RECORD SET:

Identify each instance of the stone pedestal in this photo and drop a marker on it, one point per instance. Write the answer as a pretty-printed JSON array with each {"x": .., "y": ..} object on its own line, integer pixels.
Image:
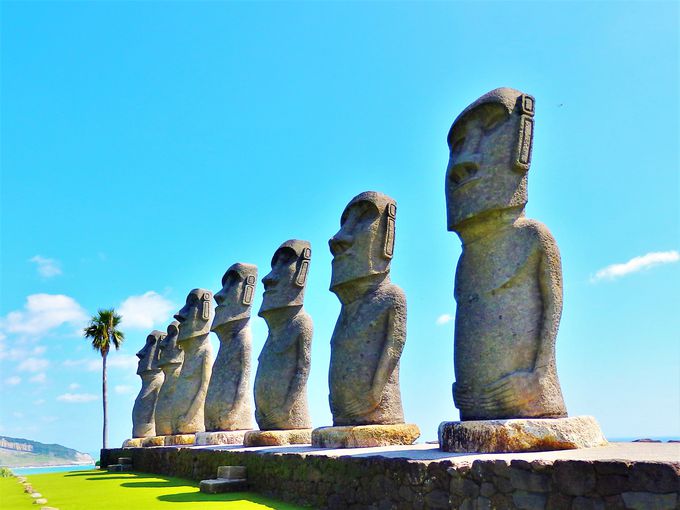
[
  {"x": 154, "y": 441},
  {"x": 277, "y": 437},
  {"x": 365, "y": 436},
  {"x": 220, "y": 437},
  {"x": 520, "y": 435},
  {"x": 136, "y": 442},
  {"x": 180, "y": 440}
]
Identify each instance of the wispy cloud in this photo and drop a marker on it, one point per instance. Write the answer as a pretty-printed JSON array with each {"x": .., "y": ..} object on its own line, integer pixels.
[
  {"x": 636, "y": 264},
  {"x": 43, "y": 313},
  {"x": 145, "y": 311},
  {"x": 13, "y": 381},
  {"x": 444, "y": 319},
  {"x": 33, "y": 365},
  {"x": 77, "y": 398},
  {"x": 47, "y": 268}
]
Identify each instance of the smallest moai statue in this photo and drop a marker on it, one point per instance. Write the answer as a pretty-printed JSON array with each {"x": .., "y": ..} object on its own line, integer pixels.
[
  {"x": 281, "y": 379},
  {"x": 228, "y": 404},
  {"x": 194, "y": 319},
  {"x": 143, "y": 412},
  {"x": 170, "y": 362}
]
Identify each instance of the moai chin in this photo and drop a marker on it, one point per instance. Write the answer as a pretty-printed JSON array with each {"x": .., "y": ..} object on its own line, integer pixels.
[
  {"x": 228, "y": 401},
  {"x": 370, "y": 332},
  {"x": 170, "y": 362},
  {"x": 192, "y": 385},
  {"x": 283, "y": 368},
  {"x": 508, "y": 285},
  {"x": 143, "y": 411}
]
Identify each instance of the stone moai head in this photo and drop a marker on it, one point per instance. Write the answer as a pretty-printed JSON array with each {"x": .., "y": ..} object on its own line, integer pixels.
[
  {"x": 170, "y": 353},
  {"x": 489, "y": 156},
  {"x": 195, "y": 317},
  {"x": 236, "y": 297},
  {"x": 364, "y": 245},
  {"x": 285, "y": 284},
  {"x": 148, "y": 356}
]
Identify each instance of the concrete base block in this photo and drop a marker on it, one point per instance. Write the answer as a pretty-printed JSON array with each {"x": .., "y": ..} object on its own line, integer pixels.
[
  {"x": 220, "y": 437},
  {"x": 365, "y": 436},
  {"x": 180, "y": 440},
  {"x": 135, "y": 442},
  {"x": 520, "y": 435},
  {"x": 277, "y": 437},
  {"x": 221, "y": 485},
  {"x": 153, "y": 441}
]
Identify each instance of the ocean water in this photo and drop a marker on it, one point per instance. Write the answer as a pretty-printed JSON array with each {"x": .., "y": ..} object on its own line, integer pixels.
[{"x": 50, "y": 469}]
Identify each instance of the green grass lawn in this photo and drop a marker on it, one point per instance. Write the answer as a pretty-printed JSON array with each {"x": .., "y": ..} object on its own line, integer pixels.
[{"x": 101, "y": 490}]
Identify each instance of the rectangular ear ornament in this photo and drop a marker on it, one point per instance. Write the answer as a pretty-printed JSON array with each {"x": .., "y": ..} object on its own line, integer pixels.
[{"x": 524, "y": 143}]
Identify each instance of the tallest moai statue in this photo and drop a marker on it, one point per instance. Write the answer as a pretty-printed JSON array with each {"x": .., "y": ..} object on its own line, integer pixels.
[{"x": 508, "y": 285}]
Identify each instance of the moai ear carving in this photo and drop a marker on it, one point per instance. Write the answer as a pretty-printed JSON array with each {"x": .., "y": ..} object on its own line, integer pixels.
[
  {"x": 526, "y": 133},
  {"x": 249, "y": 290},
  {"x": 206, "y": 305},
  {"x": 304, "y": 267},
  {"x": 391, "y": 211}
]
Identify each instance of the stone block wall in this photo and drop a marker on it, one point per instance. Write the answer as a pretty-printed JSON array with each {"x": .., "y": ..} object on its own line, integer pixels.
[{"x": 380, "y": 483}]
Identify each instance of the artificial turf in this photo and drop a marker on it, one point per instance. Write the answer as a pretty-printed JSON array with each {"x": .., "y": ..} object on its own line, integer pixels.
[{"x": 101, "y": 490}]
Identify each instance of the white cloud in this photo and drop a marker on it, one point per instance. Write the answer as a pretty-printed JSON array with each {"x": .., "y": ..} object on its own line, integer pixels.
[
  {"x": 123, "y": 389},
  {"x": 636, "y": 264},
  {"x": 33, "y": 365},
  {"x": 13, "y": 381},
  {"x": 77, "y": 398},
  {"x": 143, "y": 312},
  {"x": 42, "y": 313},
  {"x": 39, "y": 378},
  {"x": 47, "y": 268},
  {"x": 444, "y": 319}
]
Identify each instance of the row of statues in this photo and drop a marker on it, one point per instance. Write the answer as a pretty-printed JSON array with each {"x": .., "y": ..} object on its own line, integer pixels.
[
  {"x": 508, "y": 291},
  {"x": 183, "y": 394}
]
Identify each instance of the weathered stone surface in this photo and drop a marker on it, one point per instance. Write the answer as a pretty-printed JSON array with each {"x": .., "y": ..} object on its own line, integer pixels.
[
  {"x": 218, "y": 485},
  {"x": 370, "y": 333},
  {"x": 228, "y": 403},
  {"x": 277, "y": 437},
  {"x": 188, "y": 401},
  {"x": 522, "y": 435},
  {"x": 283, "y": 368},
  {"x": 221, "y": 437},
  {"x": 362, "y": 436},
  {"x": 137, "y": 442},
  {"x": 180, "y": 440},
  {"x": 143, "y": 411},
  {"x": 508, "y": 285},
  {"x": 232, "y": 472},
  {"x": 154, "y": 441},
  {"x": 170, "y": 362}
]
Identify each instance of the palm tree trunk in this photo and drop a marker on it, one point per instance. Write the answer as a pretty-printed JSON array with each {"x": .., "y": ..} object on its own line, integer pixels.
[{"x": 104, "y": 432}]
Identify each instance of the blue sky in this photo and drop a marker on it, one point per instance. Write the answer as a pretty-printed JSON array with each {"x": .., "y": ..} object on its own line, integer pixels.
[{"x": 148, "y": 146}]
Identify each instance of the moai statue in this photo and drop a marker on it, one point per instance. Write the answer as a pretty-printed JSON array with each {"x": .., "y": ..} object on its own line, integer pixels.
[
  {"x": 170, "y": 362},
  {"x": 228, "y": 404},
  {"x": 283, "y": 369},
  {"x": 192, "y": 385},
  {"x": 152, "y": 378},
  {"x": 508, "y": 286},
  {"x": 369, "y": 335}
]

WHAT NEEDS TO BE DONE:
Only an exact, picture-free copy of the entries counts as the answer.

THE COMPLETED TASK:
Identify each instance of the stone pedestal in this photo and drop a marker on it, one point per instance. Write the answer as a pretty-printed JSON array with each {"x": .., "y": ..} object on its own line, integer pixels.
Image:
[
  {"x": 154, "y": 441},
  {"x": 277, "y": 437},
  {"x": 365, "y": 436},
  {"x": 220, "y": 437},
  {"x": 520, "y": 435},
  {"x": 136, "y": 442},
  {"x": 180, "y": 440}
]
Identify each instance of the wispy cloud in this photo and drop a marker on it, one point per instance. Write the answer as a pretty-printed JSON array with each {"x": .., "y": ..} object on its own line, integer pixels.
[
  {"x": 636, "y": 264},
  {"x": 43, "y": 313},
  {"x": 145, "y": 311},
  {"x": 13, "y": 381},
  {"x": 444, "y": 319},
  {"x": 33, "y": 365},
  {"x": 77, "y": 398},
  {"x": 47, "y": 268}
]
Identify each instance of the smallest moai statue in this photo and drop a marker on it, one point per instance. Write the answer as a pretty-printed JSON array with each {"x": .., "y": ..} object on its own line, integer pixels.
[
  {"x": 281, "y": 379},
  {"x": 228, "y": 404},
  {"x": 194, "y": 319},
  {"x": 143, "y": 412},
  {"x": 170, "y": 362}
]
Identify each instance of the moai chin in this photo and drop a marker on it, one point per instance. Write the answer as a pretty-printed JSON array with each {"x": .., "y": ..} object on its own line, integer pixels.
[
  {"x": 228, "y": 401},
  {"x": 370, "y": 332},
  {"x": 170, "y": 362},
  {"x": 192, "y": 385},
  {"x": 283, "y": 368},
  {"x": 508, "y": 285},
  {"x": 143, "y": 411}
]
Identify each instance of the stone moai head in this photo and drop a marker on it, one point per instance. Write the answer as a pretty-printed JSON array with each {"x": .., "y": ..} object on its own line, integer pixels.
[
  {"x": 170, "y": 353},
  {"x": 489, "y": 156},
  {"x": 195, "y": 317},
  {"x": 236, "y": 297},
  {"x": 364, "y": 245},
  {"x": 285, "y": 284},
  {"x": 148, "y": 356}
]
Identify each instance of the concrete base block in this photo and drop a marker on it, one point per instance. Write the answer as a pretty-printed JSON array with each {"x": .., "y": ..} object on its own line, integer pixels.
[
  {"x": 220, "y": 437},
  {"x": 365, "y": 436},
  {"x": 180, "y": 440},
  {"x": 135, "y": 442},
  {"x": 520, "y": 435},
  {"x": 277, "y": 437},
  {"x": 221, "y": 485},
  {"x": 153, "y": 441}
]
Identify each instance of the ocean water in this photo and drop a marker on it, one point per instance. Write the answer as a pretty-printed JSON array with each {"x": .., "y": ..} object on its own line, integer pixels.
[{"x": 50, "y": 469}]
Identify each instance of the green grass lawn in this photo and drop a marker on it, one point per instance. Write the answer as a pretty-printed JSON array with each {"x": .., "y": ..} object on its own line, integer pixels.
[{"x": 101, "y": 490}]
Identify each instance of the rectangular ear ornament in this photo and drop a marker on it, one point per instance. Write the answer as a pretty-printed JSON array with each {"x": .., "y": ..} object on its own line, integer pixels.
[{"x": 524, "y": 143}]
Identify each instance of the tallest moai statue in this photo and drop a marker on it, one point per instance. Write the answer as a pretty-printed JSON array with each {"x": .., "y": ..} object on its own line, integer pixels.
[{"x": 508, "y": 285}]
Identify each instance of the moai ear carving in this photo and drop a marker on it, one point per instance. Write the answer as a pretty-printed JSON array with each {"x": .., "y": ..} object on its own line, integer pixels.
[
  {"x": 526, "y": 133},
  {"x": 249, "y": 290},
  {"x": 206, "y": 305},
  {"x": 304, "y": 267},
  {"x": 391, "y": 211}
]
Identify each instance of the stone block wall in this photo and drop a marker on it, one point per instance. Write the answer as a pretty-printed JSON array with each {"x": .., "y": ..} object on its own line, integer pixels.
[{"x": 380, "y": 483}]
Identify each instance of the artificial turf in this photo and drop a marker on it, one point per instance. Write the answer as a pretty-printed JSON array with each {"x": .., "y": ..} object on its own line, integer pixels.
[{"x": 101, "y": 490}]
Identify each instance of the white cloud in this photo and drop a marker on it, one point per instance. Write the answer as a pretty-printed JSON array with each {"x": .., "y": ..} object on its own line, integer pixels.
[
  {"x": 123, "y": 389},
  {"x": 636, "y": 264},
  {"x": 33, "y": 365},
  {"x": 13, "y": 381},
  {"x": 77, "y": 398},
  {"x": 143, "y": 312},
  {"x": 42, "y": 313},
  {"x": 39, "y": 378},
  {"x": 47, "y": 268},
  {"x": 444, "y": 319}
]
Identify each instance of the row of statues in this photo and drop a marker on it, one point per instance. Write the answer as a pretty-printed JSON array with each {"x": .., "y": ..} object on its own line, integer pixels.
[
  {"x": 508, "y": 291},
  {"x": 183, "y": 394}
]
Identify each instance of the weathered stone surface in this photo and drop a marker on it, one point per instance. Write the answer as a pretty-printed JSON array with each {"x": .., "y": ..} object on its own line, integer pixels.
[
  {"x": 218, "y": 485},
  {"x": 370, "y": 333},
  {"x": 228, "y": 403},
  {"x": 277, "y": 437},
  {"x": 188, "y": 401},
  {"x": 522, "y": 435},
  {"x": 283, "y": 368},
  {"x": 221, "y": 437},
  {"x": 362, "y": 436},
  {"x": 137, "y": 442},
  {"x": 180, "y": 440},
  {"x": 143, "y": 411},
  {"x": 508, "y": 285},
  {"x": 232, "y": 472},
  {"x": 154, "y": 441},
  {"x": 170, "y": 362}
]
Identify each instance of the palm tree trunk in this photo and drop a marker on it, one point per instance. Write the answer as a pretty-printed JSON array with each {"x": .., "y": ..} object on its own line, integer pixels.
[{"x": 104, "y": 432}]
Identify each instance of the blue sky in this photo and drop a marker on it, one point per instance. Write the answer as a pretty-printed JSON array with each {"x": .., "y": ..} object on its own line, integer pixels.
[{"x": 148, "y": 146}]
Identify each instance of the moai statue in this photo and drop a marker on it, one point per instance. Write the answer as a pretty-printed JSON array with each {"x": .., "y": ..} object on its own line, integer pixels.
[
  {"x": 170, "y": 362},
  {"x": 228, "y": 404},
  {"x": 283, "y": 369},
  {"x": 192, "y": 385},
  {"x": 152, "y": 378},
  {"x": 508, "y": 286},
  {"x": 369, "y": 335}
]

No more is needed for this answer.